# [Complete the following]
[a] Select every line in the rows that contains the string "inside", copying each one in full. Letter case matters.
[b] Carry on the passage about choosing paint colors for rooms based on their light, starting after its last sentence.

# [Passage shown]
= = = = = = =

In the UK east-facing rooms are very bright in the morning and cooler in the afternoon so consider when you are most likely to use the room. The light tends to be a greeny/bluey hue so choose greys with these bases, but with different intensities and saturations of colour. Warmer red-based greys like the contemporary pinks of 2017 and rosy, coppery shades also work well. If the room is quite dark it may be helpful to paint the woodwork out in a darker shade of the colour you use on the walls.
As with east-facing rooms, the light varies hugely during the day, but are conversely cool in the morning and warmer later in the day, which creates a delightful effect as we transition into the evening and artificial light comes into play, further emphasising the warmth and comfort. These are spaces which work well in neutral greys.
Bathed in sunlight all day, these are easy rooms to decorate and make any grey (or in fact any colour) you love sing.
Light or dark?
For me, I tend to use light colours where there is a lot of natural daylight and deeper more intense colours where the light levels are lower. In a very light-challenged space I tend to remove the focus from the light levels to the drama and beauty of the decoration. It’s not going to be about the view of the garden, is it, so it might as well look good on the inside! This is where your favourite rich shade or glorious statement wallpaper comes to the fore, and as this is a tiny, light-limited space, splurge on the best wallpaper and artwork you can afford because you’ll be up close and personal with it and can really enjoy it.

= = = = = = =

# [Supplied material]
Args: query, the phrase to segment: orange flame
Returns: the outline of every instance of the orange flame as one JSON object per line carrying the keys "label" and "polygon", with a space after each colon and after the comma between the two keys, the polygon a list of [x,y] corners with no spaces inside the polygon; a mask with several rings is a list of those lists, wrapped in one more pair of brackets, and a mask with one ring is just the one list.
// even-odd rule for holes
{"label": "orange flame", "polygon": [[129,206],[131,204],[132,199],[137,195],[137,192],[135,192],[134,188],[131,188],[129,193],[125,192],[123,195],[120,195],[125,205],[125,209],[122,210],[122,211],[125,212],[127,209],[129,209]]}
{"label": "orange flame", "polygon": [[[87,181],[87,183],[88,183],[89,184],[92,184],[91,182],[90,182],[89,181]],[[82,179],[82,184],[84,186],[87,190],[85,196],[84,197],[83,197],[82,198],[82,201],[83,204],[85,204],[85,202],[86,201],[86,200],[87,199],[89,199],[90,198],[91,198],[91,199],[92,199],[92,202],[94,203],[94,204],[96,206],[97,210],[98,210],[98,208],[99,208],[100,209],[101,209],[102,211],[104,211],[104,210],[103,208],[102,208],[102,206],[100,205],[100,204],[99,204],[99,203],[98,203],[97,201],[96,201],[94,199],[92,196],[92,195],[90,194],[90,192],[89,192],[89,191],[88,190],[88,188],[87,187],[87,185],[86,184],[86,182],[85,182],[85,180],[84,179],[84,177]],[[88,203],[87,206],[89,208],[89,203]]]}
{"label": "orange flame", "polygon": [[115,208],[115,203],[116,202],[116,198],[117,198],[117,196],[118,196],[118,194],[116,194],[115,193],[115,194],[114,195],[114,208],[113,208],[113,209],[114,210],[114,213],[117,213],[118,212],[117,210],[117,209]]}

= = = = = = =

# [Final answers]
[a]
Returns: the outline of every instance of the orange flame as one JSON object per line carrying the keys "label" and "polygon", with a space after each colon and after the comma between the two keys, the polygon a list of [x,y] corners with no spaces inside the polygon; a mask with several rings is a list of those lists, wrapped in one more pair of brackets, and a mask with one ring is just the one list.

[b]
We have a house on the beach in West Sussex and it has huge windows in every room facing the pool and beach. It would be a shame NOT to paint it in clean white colours and a marine or beachy palette; it would seem odd if it were painted in deeper or more colourful shades. Instead we have fabulous colourful artwork which reflects the vibe we work, and hardworking fabrics which cope with soggy swimsuits, barbecues and the odd splash of rosé!
In the country it’s lovely to reflect the colours of the outside so a greeny or stone-based grey palette sits calmly. In the Cotswolds this will be different from Northumberland: think about your context.
And one quick word on pastiche: this probably should be reserved for another post but if you are going down a particular decorating route … beach, country etc., don’t go and buy nicnacs from the supermarket home aisle. Save your pennies and buy a piece of art you love, or a one-off you find in an antique shop or on holiday. They will add so much character to your space and make it yours, rather than another generic seaside / country home.